* _What to work on_
A. Update the Colorado Springs transit passage, starting with "It’s hard enough" and going on through "against market forces.", with "route" replaced by "bus line".
B. Answer these questions from the Colorado Springs transit passage:
(i) What is the name of the mayor?
(ii) What percentage of riders take the bus system to get to work?
(iii) What did the council add in its last budget, and for what purpose?

* _Document extract_
—————

It’s hard enough to convince voters. But even when city council wants to fund transit, the mayor is less inclined to do so, Gaebler said.
“In our last budget we added some funds — that were not recommended by the mayor — to enhance one route,” Gabler explains. “I think that is something that we will continue to focus on if the mayor doesn’t.”
Mayor John Suthers says he’s reluctant to push against market forces.
“I don’t think we impose on people something that doesn’t have a market base,” he said. “What you have you understand about transit in Colorado Springs — we don’t have any discretionary riders. We don’t have a bunch of people out there saying ‘Oh, I want bus transit downtown.’
“Sixty percent of our riders ride our bus system because they have to to get to work,” he said. “Forty percent of our riders go to school — they have to ride it to get to school. That’s the demand that we’re meeting.”

—————

* _Excerpted data_
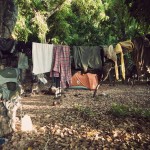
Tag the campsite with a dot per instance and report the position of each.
(74, 75)
(84, 122)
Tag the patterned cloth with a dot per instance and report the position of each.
(61, 65)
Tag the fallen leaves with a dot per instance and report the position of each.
(83, 123)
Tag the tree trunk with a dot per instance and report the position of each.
(8, 17)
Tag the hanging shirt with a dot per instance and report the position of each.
(61, 65)
(42, 57)
(23, 61)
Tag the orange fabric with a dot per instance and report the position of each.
(87, 80)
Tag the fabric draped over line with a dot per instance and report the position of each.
(61, 65)
(118, 49)
(23, 61)
(87, 57)
(42, 57)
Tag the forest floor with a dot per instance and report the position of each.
(117, 118)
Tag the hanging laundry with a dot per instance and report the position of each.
(42, 57)
(87, 57)
(7, 45)
(61, 65)
(23, 61)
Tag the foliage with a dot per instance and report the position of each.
(139, 9)
(76, 22)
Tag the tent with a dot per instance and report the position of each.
(88, 80)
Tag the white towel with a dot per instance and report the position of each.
(42, 57)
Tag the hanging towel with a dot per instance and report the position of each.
(118, 49)
(23, 61)
(42, 57)
(61, 65)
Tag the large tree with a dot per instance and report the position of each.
(8, 17)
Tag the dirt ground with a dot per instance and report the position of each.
(82, 122)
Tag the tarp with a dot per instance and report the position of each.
(87, 80)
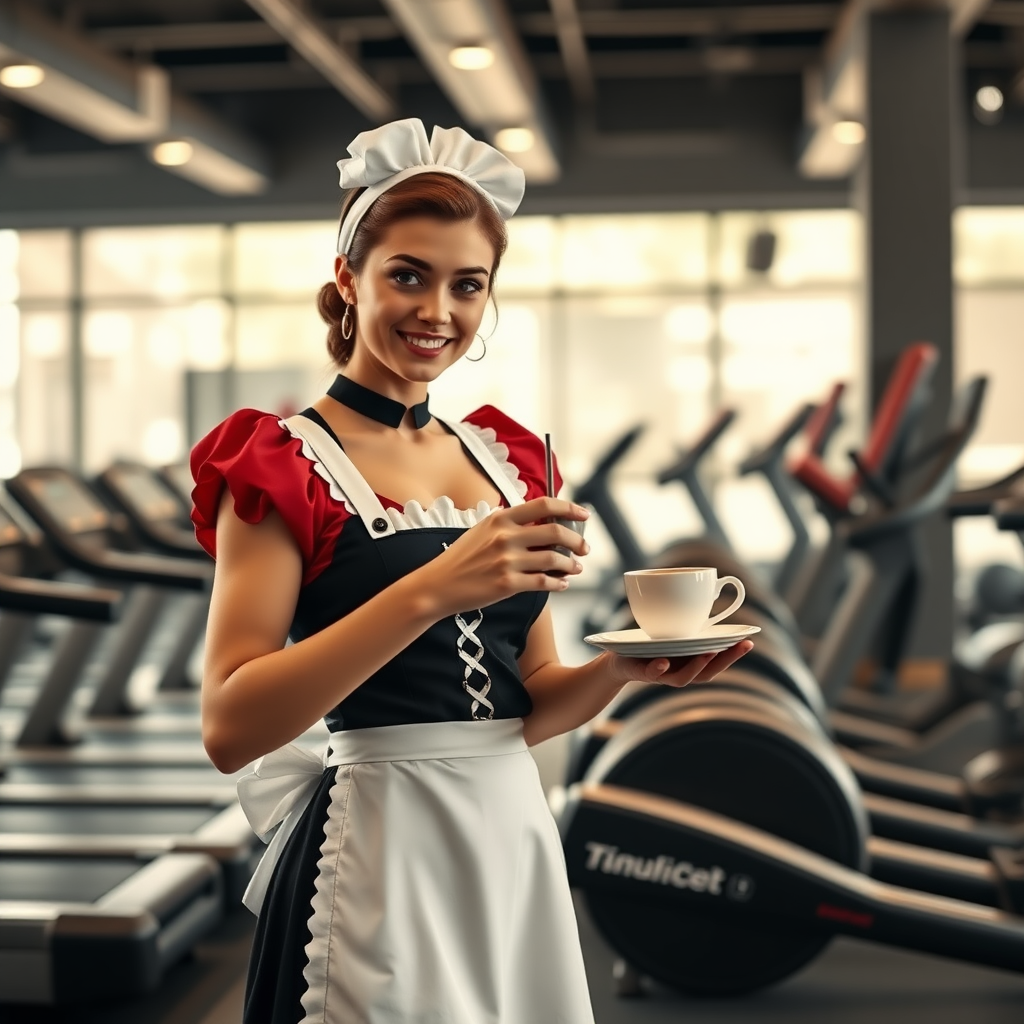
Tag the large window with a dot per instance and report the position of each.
(604, 322)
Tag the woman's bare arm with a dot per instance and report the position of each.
(258, 694)
(566, 697)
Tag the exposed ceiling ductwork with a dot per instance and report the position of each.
(117, 101)
(296, 27)
(502, 95)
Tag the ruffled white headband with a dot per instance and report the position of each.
(383, 157)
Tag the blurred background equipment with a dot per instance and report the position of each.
(736, 298)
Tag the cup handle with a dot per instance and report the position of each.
(740, 597)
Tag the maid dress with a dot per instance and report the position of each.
(414, 872)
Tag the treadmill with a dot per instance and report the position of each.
(81, 925)
(84, 534)
(116, 816)
(116, 734)
(159, 521)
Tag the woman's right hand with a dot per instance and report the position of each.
(505, 554)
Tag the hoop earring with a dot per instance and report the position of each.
(483, 342)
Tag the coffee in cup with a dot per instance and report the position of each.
(673, 603)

—————

* _Solution set_
A.
It’s hard enough to convince voters. But even when city council wants to fund transit, the mayor is less inclined to do so, Gaebler said.
“In our last budget we added some funds — that were not recommended by the mayor — to enhance one bus line,” Gabler explains. “I think that is something that we will continue to focus on if the mayor doesn’t.”
Mayor John Suthers says he’s reluctant to push against market forces.

B.
(i) John Suthers
(ii) Sixty percent
(iii) Funds, not recommended by the mayor, to enhance one route